*Exercise details*
Copy out every record below exactly as written, but leave out any pictures.

________________________________________

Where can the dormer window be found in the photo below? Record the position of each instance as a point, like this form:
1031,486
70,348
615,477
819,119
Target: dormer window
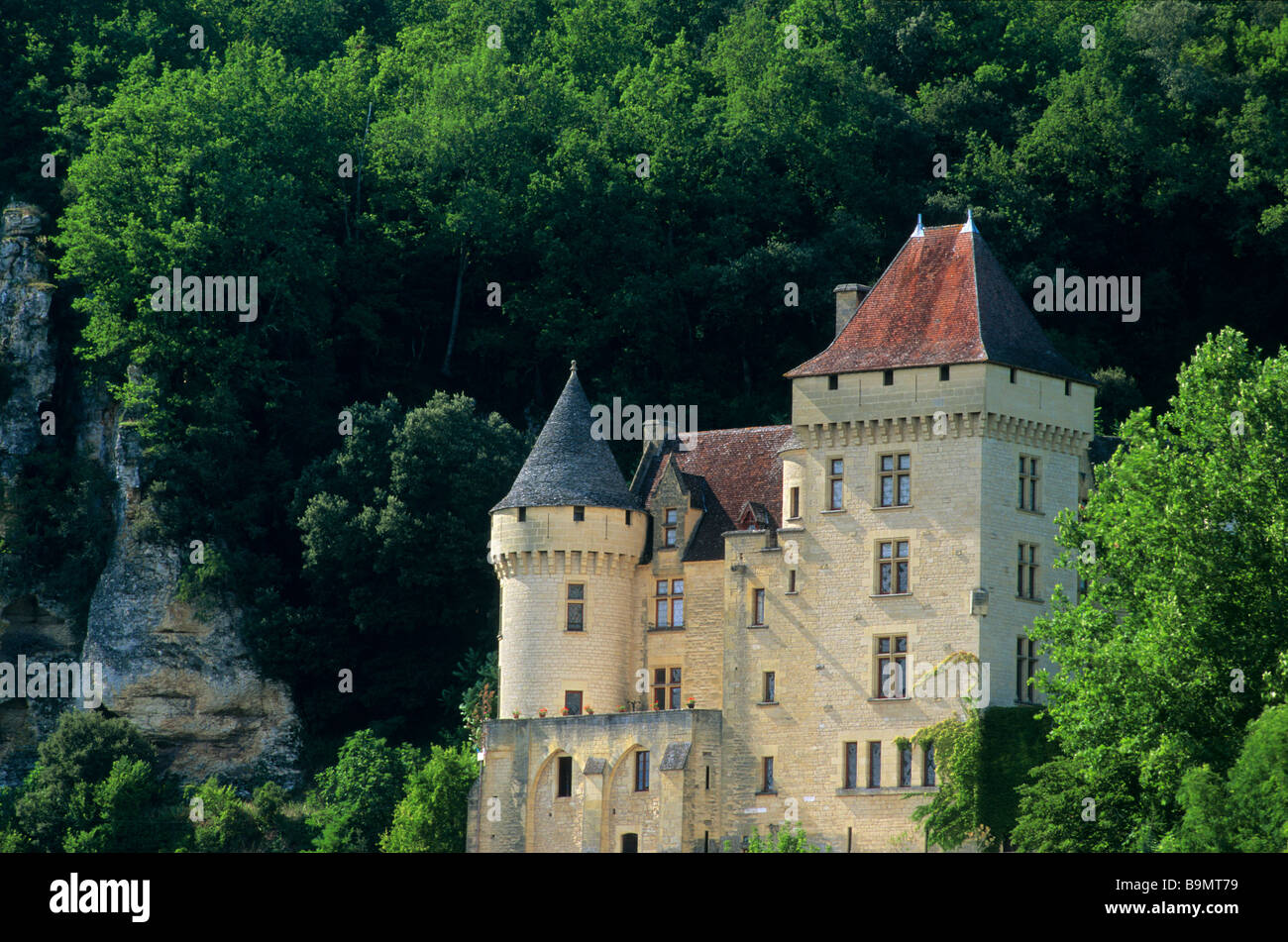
669,525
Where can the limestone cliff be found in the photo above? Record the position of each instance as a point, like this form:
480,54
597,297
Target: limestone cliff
183,678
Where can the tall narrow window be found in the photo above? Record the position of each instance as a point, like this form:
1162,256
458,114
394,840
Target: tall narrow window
892,666
896,480
576,606
1025,666
1028,482
642,771
670,602
1026,572
893,568
666,688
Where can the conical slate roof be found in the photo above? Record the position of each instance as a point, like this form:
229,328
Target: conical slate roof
943,300
567,466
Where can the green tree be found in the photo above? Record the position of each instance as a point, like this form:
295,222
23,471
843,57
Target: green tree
353,803
432,816
1173,648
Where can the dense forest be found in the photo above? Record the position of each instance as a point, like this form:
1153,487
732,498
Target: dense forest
445,201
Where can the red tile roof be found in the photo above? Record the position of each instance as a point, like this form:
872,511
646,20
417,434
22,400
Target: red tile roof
725,470
943,300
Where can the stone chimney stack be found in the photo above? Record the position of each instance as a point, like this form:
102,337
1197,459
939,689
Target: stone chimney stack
848,300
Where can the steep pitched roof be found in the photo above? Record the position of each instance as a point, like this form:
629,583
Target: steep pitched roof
567,466
725,470
943,300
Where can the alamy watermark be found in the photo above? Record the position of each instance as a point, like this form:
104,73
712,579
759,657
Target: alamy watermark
210,293
1093,293
52,680
653,422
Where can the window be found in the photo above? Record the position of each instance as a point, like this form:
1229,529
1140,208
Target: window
850,779
666,688
767,767
670,603
1026,572
896,485
893,568
1025,666
1028,482
576,606
835,480
892,666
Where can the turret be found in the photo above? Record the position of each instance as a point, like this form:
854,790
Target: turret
565,545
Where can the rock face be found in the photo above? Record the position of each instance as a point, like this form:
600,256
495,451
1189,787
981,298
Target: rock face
31,624
184,679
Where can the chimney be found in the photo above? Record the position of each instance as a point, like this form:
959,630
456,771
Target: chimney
848,300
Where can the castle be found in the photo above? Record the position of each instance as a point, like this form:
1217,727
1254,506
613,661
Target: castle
742,636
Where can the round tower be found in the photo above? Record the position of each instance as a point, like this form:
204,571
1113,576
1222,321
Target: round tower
566,542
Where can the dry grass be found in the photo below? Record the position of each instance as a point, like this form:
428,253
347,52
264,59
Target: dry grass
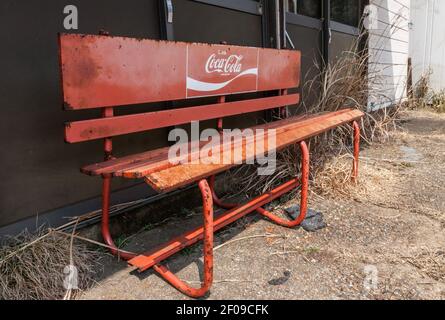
344,83
32,266
430,262
424,97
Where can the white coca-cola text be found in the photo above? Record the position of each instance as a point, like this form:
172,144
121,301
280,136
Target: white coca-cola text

________________________________________

*Task solution*
Where can the dormer window be found in the photo below? Record the position of each instance as a point, like this form:
1031,486
70,348
615,477
819,119
Target: dormer window
669,525
Where can the limestone cliff be found in the photo above? Record the position of each instance as a point, like this form:
480,54
597,297
Target: limestone cliff
183,678
Where can the tall narrow window be found in the photo above? Record the position of each instance as a point, like this form:
1162,256
458,114
394,840
Target: tall narrow window
892,666
896,480
576,606
1025,666
1028,482
642,771
670,602
1026,572
893,568
666,688
Where can the conical slate roof be found in the photo above? Record the position of each instance as a point, like this form:
229,328
Target: conical slate roof
943,300
567,466
Where can the green tree be found in the photo above? Record the position of each instance as a point, like this form:
295,222
23,471
843,57
Target: green tree
353,803
432,816
1173,648
Where can the dense forest be found in the photo above? Record the position of each instance as a point, like this form:
1153,487
732,498
Target: dense forest
445,201
Where can the red tile roof be found in the photo above? Record the position of each instance as a point, like this form:
872,511
646,20
417,434
22,400
Target: red tile roof
725,470
943,300
Where can the stone chimney stack be found in the photo above? Record the position of each instance as a point, like this form:
102,337
1197,459
939,689
Target: stone chimney stack
848,300
Where can the steep pitched roof be found in the photo above? Record the position of each instance as a point, like this form:
629,583
Target: steep pitched roof
567,466
725,470
943,300
Where can the alamy watermark be found in the photo above? Record the position of each instance as a point, like this form:
104,73
712,579
759,657
Target: alamy watermark
210,293
1093,293
52,680
653,422
Where can the window be found in the photo above? Record the position of each instance as a point, like this form:
1229,529
1140,208
Target: window
850,779
666,688
767,767
670,603
1026,572
896,485
893,568
1025,666
1028,482
576,606
835,480
892,666
Where can the turret be found in the photo above? Record the position of each instance as a point, like this form:
854,790
Target: turret
565,545
Where can the rock face be found in the photo above? Record the position of each instance as a point, like this form:
600,256
495,451
1189,787
981,298
Target: rock face
31,624
184,679
Where can the chimney be found in the photo above? Record the position of each instance as a point, like this form:
959,630
456,771
Target: chimney
848,300
Where can the castle be found in the photo above? Record the position of each instance as a point, like this form:
1217,727
1254,506
613,661
Target: castle
742,636
Where can the round tower be found in the photo above? Record the position of each instance as a point, like this form:
204,571
1113,576
1222,321
Target: round tower
566,542
Where can the dry grass be found in the photo below? Record the position of each instance as a point, like this form:
428,253
347,52
264,59
Target: dry grass
344,83
32,266
430,262
424,97
Where can the white coca-cola text be found in the photo above? Record the position of each instance as a point, like this form:
172,144
121,301
280,136
Target: white coca-cola text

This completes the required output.